Problem details - Can you render the lines of all the records below as a numbered list, with blank lines dropped and the pictures left out?

Dataset content -
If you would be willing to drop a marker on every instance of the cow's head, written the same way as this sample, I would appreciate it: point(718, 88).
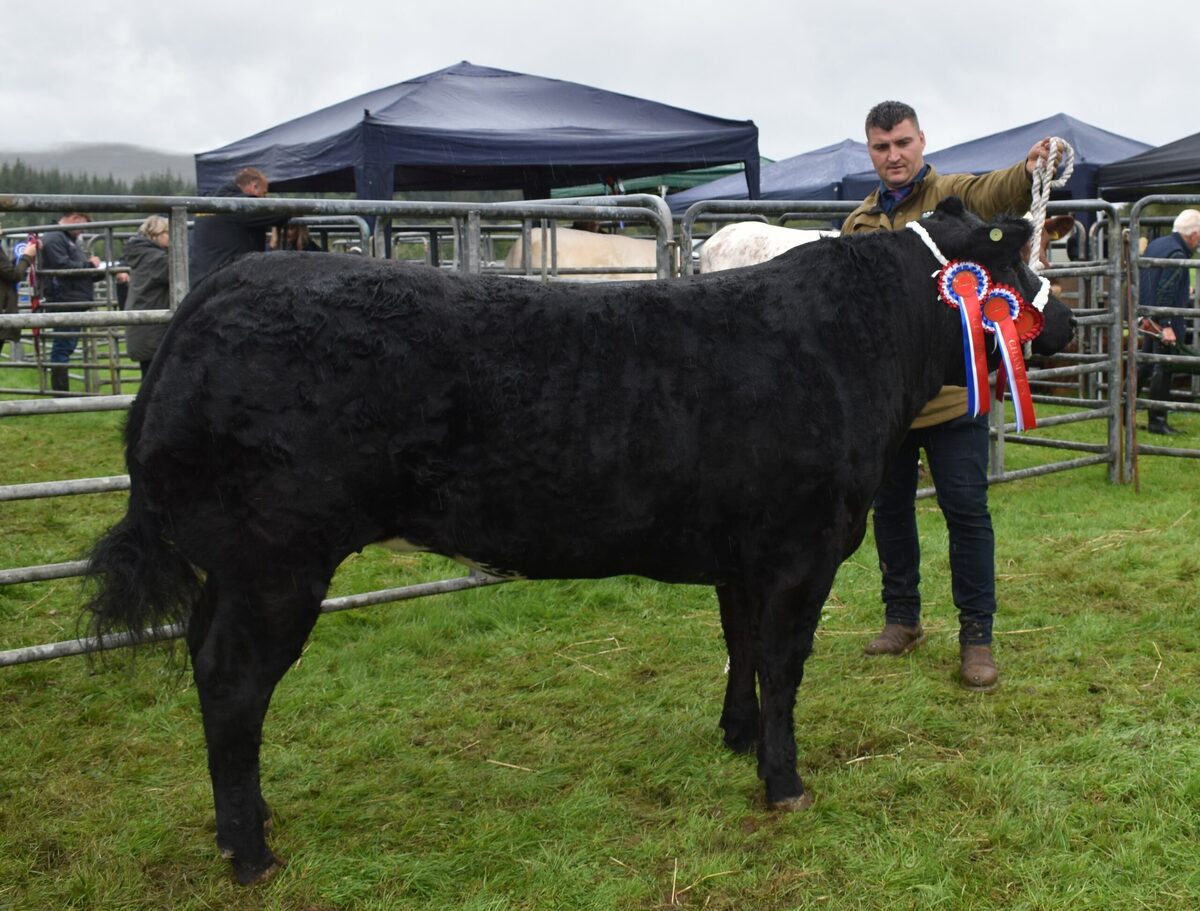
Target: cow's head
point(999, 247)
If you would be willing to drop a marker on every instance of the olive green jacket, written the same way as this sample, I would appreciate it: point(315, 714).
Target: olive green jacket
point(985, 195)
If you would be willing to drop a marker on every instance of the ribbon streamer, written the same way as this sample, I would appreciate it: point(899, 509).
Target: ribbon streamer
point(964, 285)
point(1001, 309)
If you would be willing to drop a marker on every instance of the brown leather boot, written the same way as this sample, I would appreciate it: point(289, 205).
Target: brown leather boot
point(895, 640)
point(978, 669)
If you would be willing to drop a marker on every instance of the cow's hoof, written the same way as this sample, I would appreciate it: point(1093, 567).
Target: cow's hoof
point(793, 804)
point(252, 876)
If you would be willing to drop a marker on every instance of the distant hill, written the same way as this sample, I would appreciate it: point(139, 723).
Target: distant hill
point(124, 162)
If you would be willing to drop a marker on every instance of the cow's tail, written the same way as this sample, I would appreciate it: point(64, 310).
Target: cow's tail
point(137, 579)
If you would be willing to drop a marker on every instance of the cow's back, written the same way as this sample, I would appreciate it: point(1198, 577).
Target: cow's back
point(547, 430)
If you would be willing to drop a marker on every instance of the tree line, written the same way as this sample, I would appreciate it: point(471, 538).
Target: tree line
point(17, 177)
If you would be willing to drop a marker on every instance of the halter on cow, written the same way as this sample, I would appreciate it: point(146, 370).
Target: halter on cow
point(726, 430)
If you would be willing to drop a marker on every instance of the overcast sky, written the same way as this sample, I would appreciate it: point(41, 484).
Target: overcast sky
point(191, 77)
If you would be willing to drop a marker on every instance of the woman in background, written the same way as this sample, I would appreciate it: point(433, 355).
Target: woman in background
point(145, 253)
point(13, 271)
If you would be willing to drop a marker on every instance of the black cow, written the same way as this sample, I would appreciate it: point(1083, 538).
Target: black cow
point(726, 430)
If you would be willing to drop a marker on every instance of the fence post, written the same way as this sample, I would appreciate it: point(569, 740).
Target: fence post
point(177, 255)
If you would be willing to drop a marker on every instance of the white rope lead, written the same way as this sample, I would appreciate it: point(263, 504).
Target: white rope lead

Finished exercise -
1. If you would be willing to drop a marker on every instance of the cow's head, written the same way as this sample, I would appreciate it: point(718, 88).
2. Target: cow's head
3. point(999, 247)
4. If you would be willing to drop a marker on every instance of the olive green jacket, written the same way as this sample, I would appreciate it: point(315, 714).
5. Target: olive green jacket
6. point(985, 195)
7. If you would be willing to drop a marker on every instance of the ribbon streamer, written the same way as this sample, I would appreciate it: point(899, 509).
8. Target: ribbon streamer
9. point(964, 285)
10. point(1001, 309)
11. If you would be willing to drop a marker on every instance of the brown leather boot, written the same way as this sample, I would appreciate it: point(289, 205).
12. Target: brown leather boot
13. point(895, 640)
14. point(978, 669)
15. If you would be willing to drop a marker on every instance of the cow's hoof, written the same way as this sample, I would appreciate it: point(1093, 567).
16. Target: cow's hoof
17. point(793, 804)
18. point(252, 876)
19. If you would be willing to drop a marker on every instance of the distant hill, written the same way as this sample, I would appreciate it: point(139, 723).
20. Target: distant hill
21. point(124, 162)
22. If you would be willing to drop a marker on every instance of the cow's tail, written the same way as this sample, I would appreciate it: point(64, 310).
23. Target: cow's tail
24. point(137, 579)
25. If you would be willing to drop a marker on every instance of the cow's back, written the same way as this sample, I would appreciate it: point(1198, 577).
26. Target: cow's back
27. point(547, 430)
28. If you would be willing to drop a marker on every instance of the tree line, written the same way as this sample, I would appreciate it: point(471, 538).
29. Target: tree line
30. point(17, 177)
31. If you would be willing to drop a marker on every instance of the halter on cow, written the same way as this sample, I would appreciate it: point(146, 370).
32. Target: halter on cow
33. point(726, 430)
34. If you would be willing to drop a marker on every instance of the overcast sky, written the same way as this sample, I would appreciate it: point(41, 484).
35. Target: overcast sky
36. point(191, 77)
37. If you would be willing to drop a marker on every instance of the woman in background, written the same way as this sample, I would appreciate it: point(433, 355).
38. Target: woman in background
39. point(145, 253)
40. point(13, 271)
41. If you would be willing to drop a marker on every instance of the black cow, written the same way as this sample, I would appreciate it: point(1083, 538).
42. Target: black cow
43. point(726, 430)
44. If you would be willing to drop a marker on every instance of the fence post, written the same way as this sample, I would appreciate it: point(569, 740).
45. Target: fence post
46. point(177, 255)
47. If you would be willing to drop a marker on every instance of the white rope lead, written the same way as this sample, I would appreciate it: point(263, 504).
48. Target: white rope lead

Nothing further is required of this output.